Required work: Write out all of the records precisely. Skip anything that is a picture.

Material to process:

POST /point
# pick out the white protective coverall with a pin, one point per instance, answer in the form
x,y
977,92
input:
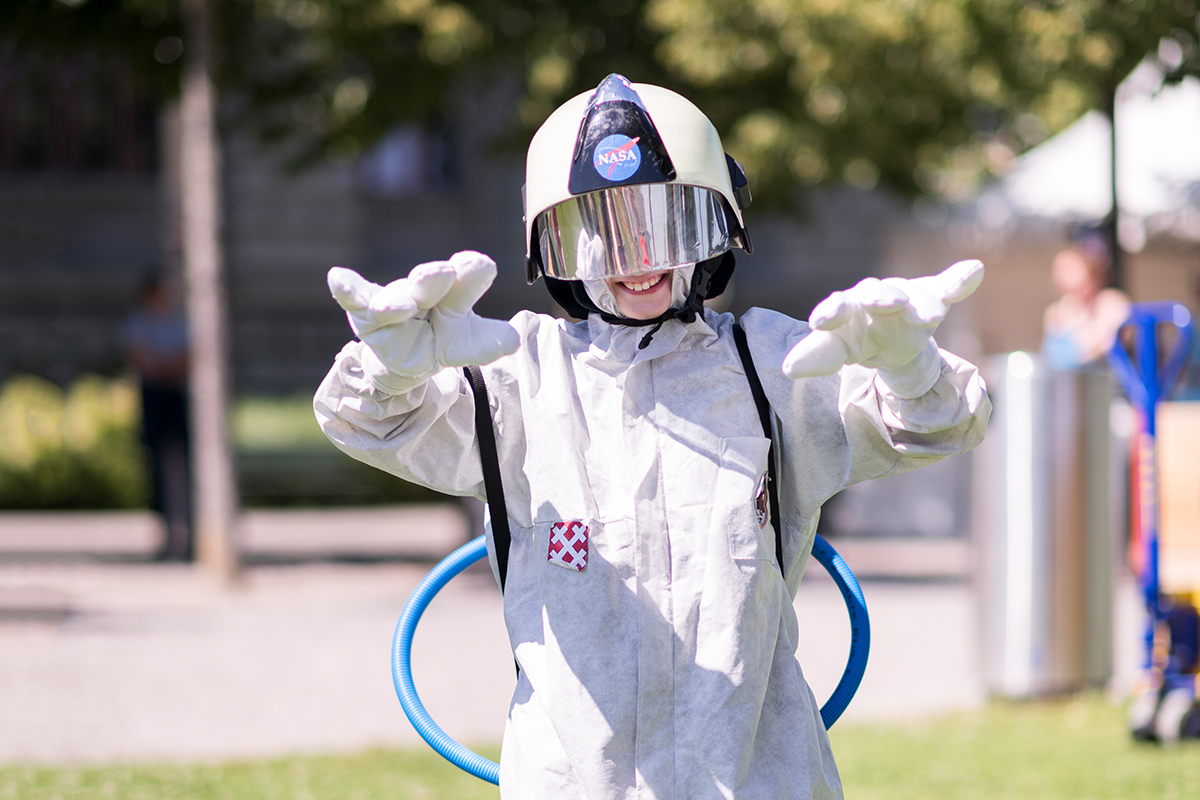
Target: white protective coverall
x,y
665,668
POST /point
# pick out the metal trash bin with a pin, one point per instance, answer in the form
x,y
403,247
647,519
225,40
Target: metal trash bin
x,y
1043,519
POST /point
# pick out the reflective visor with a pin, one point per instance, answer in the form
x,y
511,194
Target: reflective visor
x,y
630,229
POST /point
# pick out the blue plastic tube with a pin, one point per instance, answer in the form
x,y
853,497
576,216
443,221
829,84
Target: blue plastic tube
x,y
473,551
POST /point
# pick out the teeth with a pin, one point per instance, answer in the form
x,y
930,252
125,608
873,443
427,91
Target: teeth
x,y
643,286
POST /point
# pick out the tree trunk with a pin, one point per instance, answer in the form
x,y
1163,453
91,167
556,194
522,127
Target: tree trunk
x,y
215,489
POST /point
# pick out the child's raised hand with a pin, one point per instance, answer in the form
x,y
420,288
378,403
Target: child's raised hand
x,y
423,323
881,324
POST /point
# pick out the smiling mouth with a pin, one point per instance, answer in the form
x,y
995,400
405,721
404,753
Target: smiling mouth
x,y
645,284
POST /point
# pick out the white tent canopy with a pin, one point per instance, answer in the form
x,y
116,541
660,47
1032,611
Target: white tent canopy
x,y
1068,176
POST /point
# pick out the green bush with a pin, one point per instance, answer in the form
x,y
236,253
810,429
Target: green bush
x,y
75,449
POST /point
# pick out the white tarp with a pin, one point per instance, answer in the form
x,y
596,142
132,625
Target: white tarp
x,y
1068,176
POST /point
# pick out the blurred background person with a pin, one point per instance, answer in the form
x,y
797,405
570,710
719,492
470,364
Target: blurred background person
x,y
156,344
1080,326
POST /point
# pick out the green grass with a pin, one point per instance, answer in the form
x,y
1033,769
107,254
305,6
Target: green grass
x,y
373,775
1077,750
1063,750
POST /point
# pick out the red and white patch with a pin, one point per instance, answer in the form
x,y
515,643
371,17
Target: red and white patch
x,y
569,545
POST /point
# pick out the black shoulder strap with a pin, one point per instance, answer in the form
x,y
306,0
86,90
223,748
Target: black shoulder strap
x,y
491,462
760,401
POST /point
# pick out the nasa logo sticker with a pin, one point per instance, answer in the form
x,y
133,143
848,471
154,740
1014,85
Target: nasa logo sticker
x,y
617,157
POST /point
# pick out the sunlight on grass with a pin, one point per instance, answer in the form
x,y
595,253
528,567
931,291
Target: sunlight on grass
x,y
1062,750
1073,749
373,775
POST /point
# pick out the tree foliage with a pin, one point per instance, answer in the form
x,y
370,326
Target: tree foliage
x,y
922,96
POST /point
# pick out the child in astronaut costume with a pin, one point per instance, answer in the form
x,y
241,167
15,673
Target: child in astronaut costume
x,y
648,609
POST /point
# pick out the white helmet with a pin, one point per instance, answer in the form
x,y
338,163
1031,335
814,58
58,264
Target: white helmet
x,y
630,179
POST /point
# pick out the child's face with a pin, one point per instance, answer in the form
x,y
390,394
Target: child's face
x,y
642,296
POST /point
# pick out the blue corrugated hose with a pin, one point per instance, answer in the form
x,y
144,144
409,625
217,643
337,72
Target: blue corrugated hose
x,y
473,551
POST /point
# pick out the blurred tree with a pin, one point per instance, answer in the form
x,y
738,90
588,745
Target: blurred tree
x,y
922,96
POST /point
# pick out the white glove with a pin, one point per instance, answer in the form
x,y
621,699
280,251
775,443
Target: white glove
x,y
415,326
887,325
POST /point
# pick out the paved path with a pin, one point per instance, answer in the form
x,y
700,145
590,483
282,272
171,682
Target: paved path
x,y
124,660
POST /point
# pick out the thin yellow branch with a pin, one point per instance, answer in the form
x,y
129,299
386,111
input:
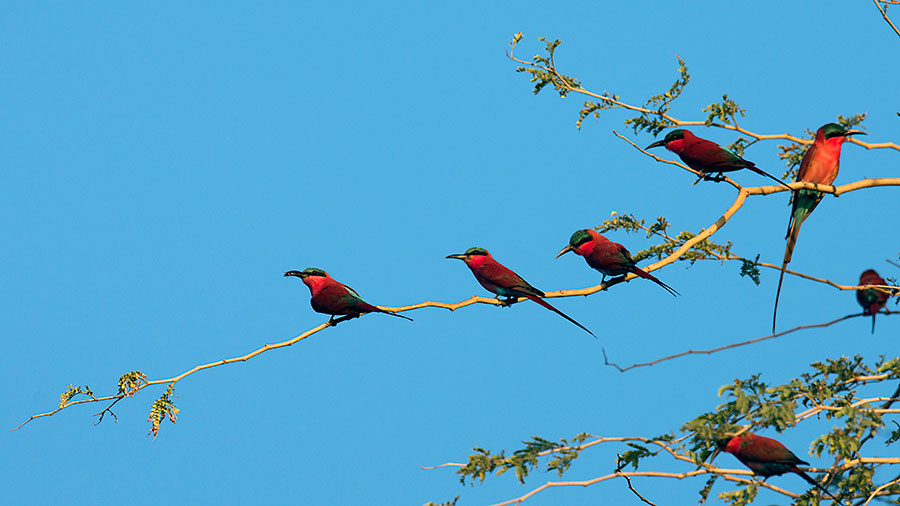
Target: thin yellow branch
x,y
728,346
884,15
565,84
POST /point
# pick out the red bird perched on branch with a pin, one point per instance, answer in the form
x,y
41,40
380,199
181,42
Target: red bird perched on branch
x,y
766,457
820,164
334,298
706,156
610,258
498,279
870,299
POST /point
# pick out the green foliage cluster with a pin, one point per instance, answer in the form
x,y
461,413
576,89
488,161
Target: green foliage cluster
x,y
834,386
163,408
72,391
703,250
654,121
130,382
544,72
445,503
483,462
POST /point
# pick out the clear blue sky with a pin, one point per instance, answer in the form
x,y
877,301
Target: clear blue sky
x,y
163,165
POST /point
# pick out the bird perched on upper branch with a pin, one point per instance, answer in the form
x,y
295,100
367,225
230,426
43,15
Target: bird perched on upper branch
x,y
610,258
334,298
766,457
498,279
870,299
820,164
706,156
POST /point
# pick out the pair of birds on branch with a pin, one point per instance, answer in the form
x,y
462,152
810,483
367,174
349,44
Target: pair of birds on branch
x,y
331,297
820,165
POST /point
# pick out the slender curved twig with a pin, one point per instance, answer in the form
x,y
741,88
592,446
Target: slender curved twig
x,y
733,345
568,86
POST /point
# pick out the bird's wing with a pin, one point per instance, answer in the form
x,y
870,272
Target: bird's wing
x,y
712,156
804,164
502,276
774,453
346,294
625,255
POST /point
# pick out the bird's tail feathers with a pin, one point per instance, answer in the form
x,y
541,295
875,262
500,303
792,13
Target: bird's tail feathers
x,y
647,275
816,484
398,315
873,308
369,308
547,305
770,176
778,292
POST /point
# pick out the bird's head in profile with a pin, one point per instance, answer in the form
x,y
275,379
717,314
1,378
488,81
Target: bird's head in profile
x,y
579,238
472,255
309,272
672,139
832,130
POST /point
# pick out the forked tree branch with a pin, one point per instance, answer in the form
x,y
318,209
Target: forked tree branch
x,y
686,246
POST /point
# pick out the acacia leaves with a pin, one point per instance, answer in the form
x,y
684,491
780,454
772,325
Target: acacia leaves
x,y
561,455
844,390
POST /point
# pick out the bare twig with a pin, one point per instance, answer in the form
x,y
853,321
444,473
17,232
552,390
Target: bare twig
x,y
729,346
884,15
741,197
630,487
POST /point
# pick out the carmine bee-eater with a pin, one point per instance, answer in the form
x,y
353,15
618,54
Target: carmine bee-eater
x,y
706,156
610,258
499,280
766,457
871,299
820,165
334,298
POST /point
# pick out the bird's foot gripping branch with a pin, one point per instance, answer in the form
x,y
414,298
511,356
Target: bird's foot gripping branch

Right answer:
POST /point
# pick out the white protective coverall with a pin, one point per instance, answer in the form
x,y
977,92
input:
Target: white protective coverall
x,y
665,668
POST /point
# pick out the metal trash bin with a pin, one point per instance, answer in the form
x,y
403,247
647,519
225,40
Target: metal trash bin
x,y
1043,519
POST /point
# pick out the reflective visor with a pin, one point per instance, answer in the form
x,y
511,194
Target: reflective visor
x,y
630,229
POST /point
# pick out the blue plastic tube with a pin, one point per instance, answer in the form
x,y
853,497
576,216
443,221
829,84
Target: blue plastic tube
x,y
473,551
POST /point
# pick out the teeth with a pin, one point per instance, answer in the form
x,y
930,252
125,608
873,443
427,91
Target: teeth
x,y
643,286
POST /point
# pick out the tree trunk with a pin, one point per instance, answer in the form
x,y
1163,453
91,167
556,194
522,127
Target: tree trunk
x,y
215,489
POST /point
# pick out the child's raised hand with a pin, one point per instance, answer in the form
x,y
420,288
378,403
Target: child's raised hand
x,y
423,323
881,324
POST /point
# pick out the smiling mouth with a pin, one point per instance, answer in the form
x,y
995,400
405,721
404,753
Target: smiling mouth
x,y
645,284
POST /point
# pick out the white tent canopy with a pin, one point per instance, answer in the form
x,y
116,541
660,47
1032,611
Target: white tent canopy
x,y
1068,176
POST /point
# pick out the green bush with a pin, one point per instance, answer in the form
x,y
236,253
810,429
Target: green bush
x,y
75,449
POST /point
# pick out the white tarp with a pin, one point per instance, answer in the form
x,y
596,142
132,625
Target: white tarp
x,y
1068,176
POST /point
# pick out the blurred background person with a pin, one point per instance, answer in the form
x,y
797,405
570,710
719,492
470,364
Target: blurred background person
x,y
156,344
1080,326
POST /point
# pick out the green grass with a pin, one point per instance, answer in the form
x,y
1033,769
107,254
305,6
Target: green grass
x,y
373,775
1077,750
1063,750
POST /point
# pick out the red and white patch with a pin, one point per instance, answer in the form
x,y
515,643
371,17
Target: red and white patch
x,y
569,545
POST /point
# pick out the black shoulder strap with a pin, one point per instance, answer in the form
x,y
306,0
86,90
223,748
Target: black shoulder strap
x,y
491,462
760,401
POST /point
# pick out the nasa logo sticker with a pin, one point per instance, answer in the form
x,y
133,143
848,471
154,740
1014,85
Target: nasa logo sticker
x,y
617,157
POST /point
# pick out the sunlight on grass with a pin, one point per instance, answer in the form
x,y
595,253
528,567
931,291
Target: sunlight on grass
x,y
1062,750
1073,749
373,775
POST /point
# pick out the tree foliage with a pin, one point per instance, answer in the form
x,y
370,326
Target: tree foliage
x,y
922,96
POST /point
# pick out the child in astronaut costume with a pin, one point per instance, answer in the form
x,y
241,167
15,673
Target: child in astronaut costume
x,y
648,609
POST /point
# pick out the white helmet with a pin, one point per instance, answer in the form
x,y
338,163
1031,335
814,58
58,264
Target: white helmet
x,y
630,179
POST /point
# pick out the child's face with a pin, one point per instance, answer in the form
x,y
390,394
Target: child's face
x,y
642,296
POST /point
# pick out the blue corrugated hose with a pin, one point per instance, answer in the form
x,y
144,144
409,625
217,643
337,72
Target: blue corrugated hose
x,y
473,551
POST /point
# pick out the blurred tree with a pin, one point per instance, answer in the form
x,y
738,90
588,745
Target: blurred tree
x,y
922,96
POST /point
# pick out the white glove with a pin, one point per instance, answer in the form
x,y
621,699
280,251
775,443
Target: white glove
x,y
415,326
887,325
POST /point
# pick out the paved path with a pin, one point per instance, answer in the form
x,y
700,145
590,483
282,272
171,682
Target: paved path
x,y
124,660
POST /point
# pick out the thin yellow branch with a pin, one point per instance, answer in the form
x,y
129,299
386,111
input:
Target: thin yellow branch
x,y
728,346
884,15
565,84
POST /point
# pick out the red bird perched on branch with a pin, one point per instance, answer in the form
x,y
41,40
380,199
181,42
Target: red bird perched on branch
x,y
766,457
820,164
334,298
706,156
610,258
498,279
870,299
POST /point
# pick out the green foliage cluster with a pin, one point per instance, answer in the form
x,y
461,413
576,89
488,161
Target: green foliage cluster
x,y
834,386
163,408
72,391
703,250
654,121
130,382
544,72
445,503
483,462
POST /point
# pick out the clear blue sky with a pin, one point per instance, answer in the form
x,y
877,301
Target: clear blue sky
x,y
163,165
POST /point
# pick out the bird perched on upper branch with a pin, one point per instance, answer in the form
x,y
295,100
367,225
230,426
43,15
Target: bird perched on upper branch
x,y
610,258
334,298
766,457
498,279
870,299
820,164
706,156
POST /point
# pick out the pair of birds on branch with a pin, one point per instance, answer in the form
x,y
462,152
810,483
367,174
349,44
Target: pair of birds on branch
x,y
331,297
820,165
POST /point
# pick out the slender curved twig with a pin, one point per instance, answer in the form
x,y
741,88
592,446
Target: slender curved twig
x,y
733,345
568,86
POST /point
# pick out the bird's wing with a pin, one point per instance, answer in the form
x,y
870,272
Target: bird's wing
x,y
712,156
804,164
502,276
774,453
346,294
625,255
POST /point
# pick out the bird's tail feathers with a pin, one point per instance, answer in the form
x,y
541,295
875,262
500,303
792,13
Target: bird's tail feathers
x,y
647,275
816,484
398,315
873,308
369,308
547,305
770,176
778,292
POST /point
# pick out the bird's head in profile with a pin, one point per instance, answer in the form
x,y
275,379
717,314
1,378
488,81
Target: bird's head in profile
x,y
579,238
472,255
309,272
672,139
832,130
POST /point
# pick out the forked tree branch with a pin, one point per instance, answer in the form
x,y
318,209
Target: forked tree branch
x,y
686,246
POST /point
# pick out the acacia leaves with a pin, one point per instance, answer in the form
x,y
684,491
780,454
772,325
Target: acacia leaves
x,y
561,455
844,390
POST /point
# pick out the bare twig with a pin, one point per instance, answer in the form
x,y
853,321
444,473
17,232
552,390
Target: bare twig
x,y
729,346
884,15
741,197
630,487
POST /point
# pick out the carmine bee-eater with a pin, one point per instance, answer in the form
x,y
353,15
618,54
Target: carmine bee-eater
x,y
706,156
610,258
499,280
766,457
871,299
820,165
334,298
POST /point
# pick out the bird's foot gripping branch with a pin, one point per instance, answer in the form
x,y
414,298
511,356
Target: bird's foot gripping branch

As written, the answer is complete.